##### Data supplied #####

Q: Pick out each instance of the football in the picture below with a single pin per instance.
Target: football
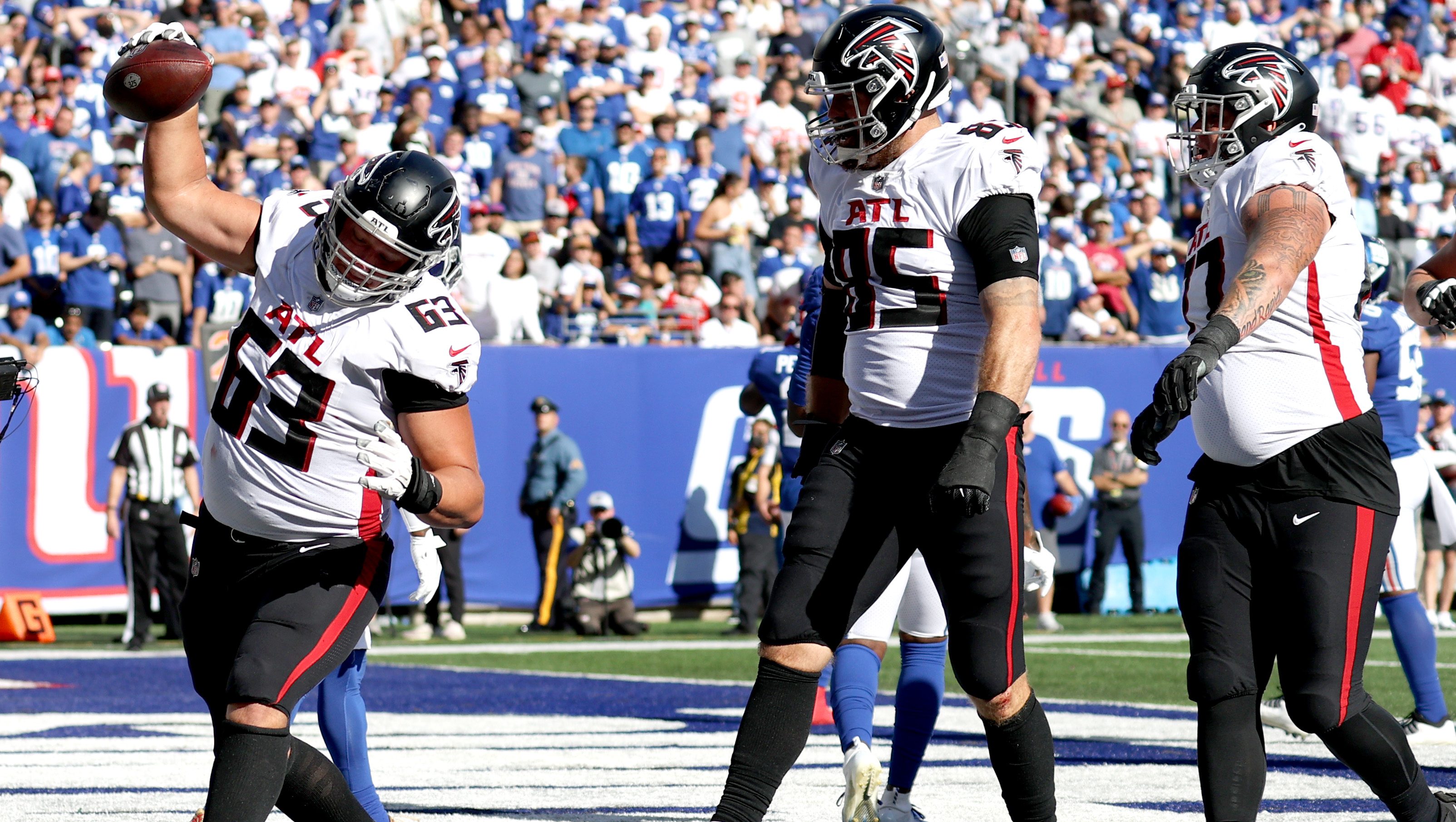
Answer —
(159, 80)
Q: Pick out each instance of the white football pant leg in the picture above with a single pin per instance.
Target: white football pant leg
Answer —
(1402, 564)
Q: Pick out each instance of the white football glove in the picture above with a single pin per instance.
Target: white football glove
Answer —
(426, 552)
(156, 31)
(391, 459)
(1040, 565)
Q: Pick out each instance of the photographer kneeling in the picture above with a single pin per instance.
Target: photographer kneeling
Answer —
(602, 578)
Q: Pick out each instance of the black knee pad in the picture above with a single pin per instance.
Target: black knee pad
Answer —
(1214, 680)
(1317, 714)
(980, 674)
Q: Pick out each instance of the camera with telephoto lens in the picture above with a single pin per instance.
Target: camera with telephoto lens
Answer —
(11, 370)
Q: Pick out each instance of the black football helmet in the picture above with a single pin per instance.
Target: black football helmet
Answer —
(405, 201)
(890, 64)
(1229, 102)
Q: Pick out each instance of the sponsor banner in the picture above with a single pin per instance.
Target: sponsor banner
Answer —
(659, 428)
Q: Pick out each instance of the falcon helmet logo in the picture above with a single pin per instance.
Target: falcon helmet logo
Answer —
(1267, 70)
(884, 47)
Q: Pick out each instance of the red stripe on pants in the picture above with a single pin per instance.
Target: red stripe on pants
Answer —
(1365, 524)
(372, 526)
(1328, 351)
(351, 604)
(1012, 530)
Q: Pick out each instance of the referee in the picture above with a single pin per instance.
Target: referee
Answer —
(155, 463)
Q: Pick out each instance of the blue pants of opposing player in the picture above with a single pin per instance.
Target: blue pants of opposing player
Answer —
(918, 702)
(343, 724)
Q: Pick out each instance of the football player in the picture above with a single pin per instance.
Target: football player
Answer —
(925, 349)
(1295, 498)
(1392, 345)
(344, 386)
(910, 600)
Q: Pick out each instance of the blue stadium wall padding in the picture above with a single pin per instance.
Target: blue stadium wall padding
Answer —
(659, 428)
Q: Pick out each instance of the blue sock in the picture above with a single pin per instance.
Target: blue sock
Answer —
(918, 703)
(852, 694)
(1416, 645)
(343, 724)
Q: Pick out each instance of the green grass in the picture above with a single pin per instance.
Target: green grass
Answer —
(1055, 675)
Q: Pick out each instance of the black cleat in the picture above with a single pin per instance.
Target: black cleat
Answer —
(1448, 802)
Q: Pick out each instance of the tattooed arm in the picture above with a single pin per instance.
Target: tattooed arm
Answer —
(1285, 226)
(1012, 310)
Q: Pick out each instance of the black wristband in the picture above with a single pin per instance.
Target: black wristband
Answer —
(992, 418)
(1221, 334)
(423, 492)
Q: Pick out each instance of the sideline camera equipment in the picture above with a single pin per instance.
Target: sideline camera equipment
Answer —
(16, 382)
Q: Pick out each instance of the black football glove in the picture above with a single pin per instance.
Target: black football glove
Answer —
(1149, 430)
(1179, 388)
(1439, 300)
(817, 435)
(966, 482)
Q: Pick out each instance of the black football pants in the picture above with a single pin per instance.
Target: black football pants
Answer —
(1264, 578)
(877, 481)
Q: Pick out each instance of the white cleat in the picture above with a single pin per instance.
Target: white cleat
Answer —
(894, 807)
(1274, 715)
(1419, 731)
(1049, 622)
(863, 779)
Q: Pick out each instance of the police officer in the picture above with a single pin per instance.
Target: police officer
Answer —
(1119, 477)
(155, 463)
(554, 477)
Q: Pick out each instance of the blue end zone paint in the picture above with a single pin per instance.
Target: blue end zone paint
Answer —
(145, 684)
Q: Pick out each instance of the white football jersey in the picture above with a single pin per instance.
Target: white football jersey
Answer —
(305, 380)
(1302, 370)
(1365, 133)
(915, 324)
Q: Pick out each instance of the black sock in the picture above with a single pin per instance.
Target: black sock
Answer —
(315, 791)
(1024, 761)
(1231, 758)
(771, 738)
(248, 770)
(1372, 745)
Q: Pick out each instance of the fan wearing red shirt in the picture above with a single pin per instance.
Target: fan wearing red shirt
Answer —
(692, 310)
(1110, 270)
(1398, 60)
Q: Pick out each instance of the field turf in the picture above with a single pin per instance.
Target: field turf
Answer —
(1066, 668)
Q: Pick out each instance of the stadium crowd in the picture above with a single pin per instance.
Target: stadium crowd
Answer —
(635, 169)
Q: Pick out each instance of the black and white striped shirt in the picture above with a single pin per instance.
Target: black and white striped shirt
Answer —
(155, 459)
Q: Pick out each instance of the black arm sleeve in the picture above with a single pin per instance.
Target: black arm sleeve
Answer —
(410, 394)
(829, 338)
(1001, 236)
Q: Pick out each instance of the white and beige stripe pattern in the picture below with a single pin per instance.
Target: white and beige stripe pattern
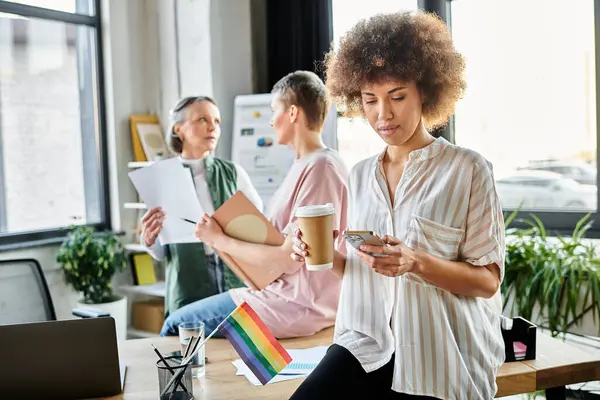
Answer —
(446, 346)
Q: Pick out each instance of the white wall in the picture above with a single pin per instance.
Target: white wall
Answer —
(147, 68)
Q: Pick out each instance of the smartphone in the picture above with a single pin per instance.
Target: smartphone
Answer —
(356, 238)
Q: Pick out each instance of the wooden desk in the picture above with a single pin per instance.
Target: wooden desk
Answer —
(557, 364)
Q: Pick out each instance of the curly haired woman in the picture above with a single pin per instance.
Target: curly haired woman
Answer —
(423, 321)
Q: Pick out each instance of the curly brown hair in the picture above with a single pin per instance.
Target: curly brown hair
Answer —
(405, 46)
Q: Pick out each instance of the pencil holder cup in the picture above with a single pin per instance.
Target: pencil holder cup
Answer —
(182, 388)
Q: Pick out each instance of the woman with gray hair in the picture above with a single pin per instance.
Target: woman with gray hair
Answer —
(193, 269)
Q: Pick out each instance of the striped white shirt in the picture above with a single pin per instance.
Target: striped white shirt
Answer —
(446, 346)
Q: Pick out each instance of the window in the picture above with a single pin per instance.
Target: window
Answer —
(530, 105)
(356, 138)
(52, 142)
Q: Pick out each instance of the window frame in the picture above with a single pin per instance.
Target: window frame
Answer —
(556, 222)
(9, 241)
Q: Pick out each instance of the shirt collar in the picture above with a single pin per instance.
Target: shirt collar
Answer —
(197, 165)
(424, 153)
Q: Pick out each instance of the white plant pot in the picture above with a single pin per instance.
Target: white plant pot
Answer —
(118, 310)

#####

_Written problem_
Put every line of the rows above into a Markdown table with two columns, No. for the line number and Text for the line, skipping blank lines. Leave the pictures out.

_Answer to the problem_
| No. | Text |
|---|---|
| 1 | Q: Pick out each instance of the football in the picture below with a single pin per instance. |
| 2 | Target: football |
| 3 | Answer — |
| 4 | (159, 80) |
| 5 | Q: Pick out each instance of the white football pant leg in the picture above with a single pin per instance. |
| 6 | Target: white football pant leg |
| 7 | Answer — |
| 8 | (1402, 564) |
| 9 | Q: Pick out each instance of the white football glove in the picture above with a single pin per instance. |
| 10 | Target: white football glove |
| 11 | Answer — |
| 12 | (426, 552) |
| 13 | (156, 31) |
| 14 | (391, 459) |
| 15 | (1040, 565) |
| 16 | Q: Pick out each instance of the photographer kneeling in the picture above with a single pin per instance. |
| 17 | Target: photographer kneeling |
| 18 | Answer — |
| 19 | (602, 578) |
| 20 | Q: Pick out each instance of the black knee pad in the picture above with a single pin per instance. |
| 21 | Target: black knee pad |
| 22 | Answer — |
| 23 | (1214, 680) |
| 24 | (1317, 714) |
| 25 | (980, 674) |
| 26 | Q: Pick out each instance of the camera with telephoto lens in the picture above with a single pin per instance. |
| 27 | Target: camera with telephoto lens |
| 28 | Answer — |
| 29 | (11, 370) |
| 30 | Q: Pick out each instance of the black football helmet in the picture above with a single pin per instance. |
| 31 | Target: black football helmet |
| 32 | Answer — |
| 33 | (405, 201) |
| 34 | (890, 64) |
| 35 | (1229, 102) |
| 36 | Q: Pick out each instance of the sponsor banner in the picture above with a single pin per instance. |
| 37 | Target: sponsor banner |
| 38 | Answer — |
| 39 | (659, 428) |
| 40 | Q: Pick out each instance of the falcon helmet logo in the picture above with a single pin per instance. |
| 41 | Target: falcon helmet logo |
| 42 | Answer — |
| 43 | (1267, 70) |
| 44 | (884, 47) |
| 45 | Q: Pick out each instance of the red stripe on pants in the picture above with a single pin per instance. |
| 46 | Target: red stripe on pants |
| 47 | Answer — |
| 48 | (1365, 524) |
| 49 | (372, 526) |
| 50 | (1328, 351) |
| 51 | (351, 604) |
| 52 | (1012, 530) |
| 53 | Q: Pick out each instance of the referee in the picture above with a single pin per instance. |
| 54 | Target: referee |
| 55 | Answer — |
| 56 | (155, 463) |
| 57 | Q: Pick out each instance of the blue pants of opposing player in the picture above with a single pin per instance. |
| 58 | Target: blue pants of opposing player |
| 59 | Answer — |
| 60 | (918, 702) |
| 61 | (343, 724) |
| 62 | Q: Pick out each instance of the football player in the picture above with a single pin per instance. |
| 63 | Target: football player |
| 64 | Answer — |
| 65 | (925, 349) |
| 66 | (1295, 498) |
| 67 | (1392, 345) |
| 68 | (344, 386) |
| 69 | (910, 600) |
| 70 | Q: Pick out each instance of the blue stadium wall padding in the picture above with a single pin per instance. |
| 71 | Target: blue stadium wall padding |
| 72 | Answer — |
| 73 | (659, 428) |
| 74 | Q: Pick out each instance of the blue sock in the picture above with a single pin per instance. |
| 75 | Target: blue sock |
| 76 | Answer — |
| 77 | (918, 703) |
| 78 | (852, 694) |
| 79 | (1416, 645) |
| 80 | (343, 724) |
| 81 | Q: Pick out each instance of the green grass in the picture above with a single pin per instance. |
| 82 | Target: green grass |
| 83 | Answer — |
| 84 | (1055, 675) |
| 85 | Q: Pick out each instance of the black cleat in the picture above with a single pin per instance. |
| 86 | Target: black cleat |
| 87 | Answer — |
| 88 | (1448, 802) |
| 89 | Q: Pick out each instance of the tattooed arm in the picture above with a single pin per instance. |
| 90 | Target: tattooed arm |
| 91 | Answer — |
| 92 | (1285, 226) |
| 93 | (1012, 310) |
| 94 | Q: Pick out each instance of the black wristband in the picture above with a single pin per instance. |
| 95 | Target: black wristband |
| 96 | Answer — |
| 97 | (992, 418) |
| 98 | (1221, 334) |
| 99 | (423, 492) |
| 100 | Q: Pick out each instance of the sideline camera equipment in the picture above with a single pin per instance. |
| 101 | Target: sideline camera equipment |
| 102 | Answer — |
| 103 | (16, 382) |
| 104 | Q: Pick out each instance of the black football glove in the picture above with a single pin per instance. |
| 105 | Target: black football glove |
| 106 | Answer — |
| 107 | (1149, 430) |
| 108 | (1179, 388) |
| 109 | (1439, 300) |
| 110 | (817, 435) |
| 111 | (966, 482) |
| 112 | Q: Pick out each instance of the black football pants in the picture above with a single pin per instance. |
| 113 | Target: black football pants |
| 114 | Answer — |
| 115 | (1264, 578) |
| 116 | (877, 481) |
| 117 | Q: Pick out each instance of the white cleat in the picture above with a single pin per instance. |
| 118 | Target: white cleat |
| 119 | Answer — |
| 120 | (894, 807) |
| 121 | (1274, 715) |
| 122 | (1419, 731) |
| 123 | (1049, 622) |
| 124 | (863, 779) |
| 125 | Q: Pick out each instance of the police officer in the picture above with a single pin per instance. |
| 126 | Target: police officer |
| 127 | Answer — |
| 128 | (1119, 477) |
| 129 | (155, 463) |
| 130 | (554, 477) |
| 131 | Q: Pick out each instance of the blue end zone paint in the picture above with a single pin per instance. |
| 132 | Target: blue end zone paint |
| 133 | Answer — |
| 134 | (145, 684) |
| 135 | Q: Pick out each instance of the white football jersey in the picture above with a single pin per instance. |
| 136 | Target: white football jersey |
| 137 | Answer — |
| 138 | (305, 380) |
| 139 | (1302, 370) |
| 140 | (1365, 133) |
| 141 | (915, 324) |
| 142 | Q: Pick out each instance of the black sock in the picture above with a single pin per instance. |
| 143 | Target: black sock |
| 144 | Answer — |
| 145 | (315, 791) |
| 146 | (1024, 761) |
| 147 | (1231, 758) |
| 148 | (771, 738) |
| 149 | (248, 770) |
| 150 | (1372, 745) |
| 151 | Q: Pick out each instance of the fan wearing red shirt in the picture above with a single pin per instance. |
| 152 | Target: fan wearing red shirt |
| 153 | Answer — |
| 154 | (692, 310) |
| 155 | (1110, 270) |
| 156 | (1398, 60) |
| 157 | Q: Pick out each instance of the field turf in the picture above with a single pin per instance. |
| 158 | Target: field turf |
| 159 | Answer — |
| 160 | (1066, 668) |
| 161 | Q: Pick out each instance of the stadium crowd in the picture above with a single pin per instance. |
| 162 | Target: stadium crowd |
| 163 | Answer — |
| 164 | (635, 169) |
| 165 | Q: Pick out each instance of the black and white striped shirt in the picture above with a single pin per instance. |
| 166 | Target: black and white striped shirt |
| 167 | Answer — |
| 168 | (155, 459) |
| 169 | Q: Pick out each instance of the black arm sleeve in the picture above with a single pin per instance. |
| 170 | Target: black arm sleeve |
| 171 | Answer — |
| 172 | (410, 394) |
| 173 | (829, 338) |
| 174 | (1001, 236) |
| 175 | Q: Pick out each instance of the white and beige stripe pattern in the picture below with a single pin per instance. |
| 176 | Target: white and beige stripe pattern |
| 177 | Answer — |
| 178 | (446, 346) |
| 179 | Q: Pick out each instance of the white wall in the picture above with a single pin per instance. |
| 180 | Target: white wall |
| 181 | Answer — |
| 182 | (147, 68) |
| 183 | Q: Pick out each instance of the smartphone in the picture above with a single pin per instance. |
| 184 | Target: smartphone |
| 185 | Answer — |
| 186 | (356, 238) |
| 187 | Q: Pick out each instance of the wooden desk in the picture above with a single pin per instance. |
| 188 | Target: wooden desk |
| 189 | Answer — |
| 190 | (557, 364) |
| 191 | Q: Pick out each instance of the curly haired woman in the picture above with a single pin per instance. |
| 192 | Target: curly haired woman |
| 193 | Answer — |
| 194 | (423, 321) |
| 195 | Q: Pick out each instance of the curly brown hair in the picture above with a single pin per instance. |
| 196 | Target: curly brown hair |
| 197 | Answer — |
| 198 | (405, 46) |
| 199 | Q: Pick out each instance of the pencil holder cup in the picture above with a single pin per instance. |
| 200 | Target: pencil holder cup |
| 201 | Answer — |
| 202 | (182, 388) |
| 203 | Q: Pick out each instance of the woman with gray hair in the picture above with a single pin per instance. |
| 204 | Target: woman with gray hair |
| 205 | Answer — |
| 206 | (193, 269) |
| 207 | Q: Pick out each instance of the striped white shirt in the picture above with a single pin per instance. |
| 208 | Target: striped white shirt |
| 209 | Answer — |
| 210 | (446, 346) |
| 211 | Q: Pick out each instance of the window in the picture above with a single pin per instance. |
| 212 | Target: window |
| 213 | Answer — |
| 214 | (530, 105) |
| 215 | (356, 138) |
| 216 | (52, 142) |
| 217 | Q: Pick out each instance of the window frame in the picture above with a single pin per instance. |
| 218 | Target: window frame |
| 219 | Answer — |
| 220 | (556, 222) |
| 221 | (9, 241) |
| 222 | Q: Pick out each instance of the shirt collar in the picture above with a single pin per instance. |
| 223 | Target: shirt collar |
| 224 | Answer — |
| 225 | (197, 165) |
| 226 | (424, 153) |
| 227 | Q: Pick out each instance of the white plant pot in the picture above with a single pin per instance. |
| 228 | Target: white plant pot |
| 229 | Answer — |
| 230 | (118, 310) |